**Task brief**
Render each line of the data below as one string in a JSON list, leaving out blank lines.

○ ○ ○ ○

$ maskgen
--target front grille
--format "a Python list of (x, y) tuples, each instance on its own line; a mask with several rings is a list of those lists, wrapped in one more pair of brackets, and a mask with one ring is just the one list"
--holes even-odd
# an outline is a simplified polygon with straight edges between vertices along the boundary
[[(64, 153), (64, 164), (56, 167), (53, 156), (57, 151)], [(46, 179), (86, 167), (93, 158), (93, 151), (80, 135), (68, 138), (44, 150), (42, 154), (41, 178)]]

○ ○ ○ ○

**Written answer**
[
  "$ maskgen",
  "--target front grille",
  "--format \"a Python list of (x, y) tuples, each instance on its own line; a mask with several rings is a list of those lists, wrapped in one more pair of brackets, and a mask with one ring is just the one list\"",
  "--holes even-odd",
  "# an outline is a simplified polygon with straight edges between vertices along the boundary",
  "[[(64, 153), (64, 164), (56, 167), (53, 156), (57, 151)], [(46, 179), (86, 167), (93, 158), (93, 151), (80, 135), (68, 138), (44, 150), (42, 154), (41, 178)]]"
]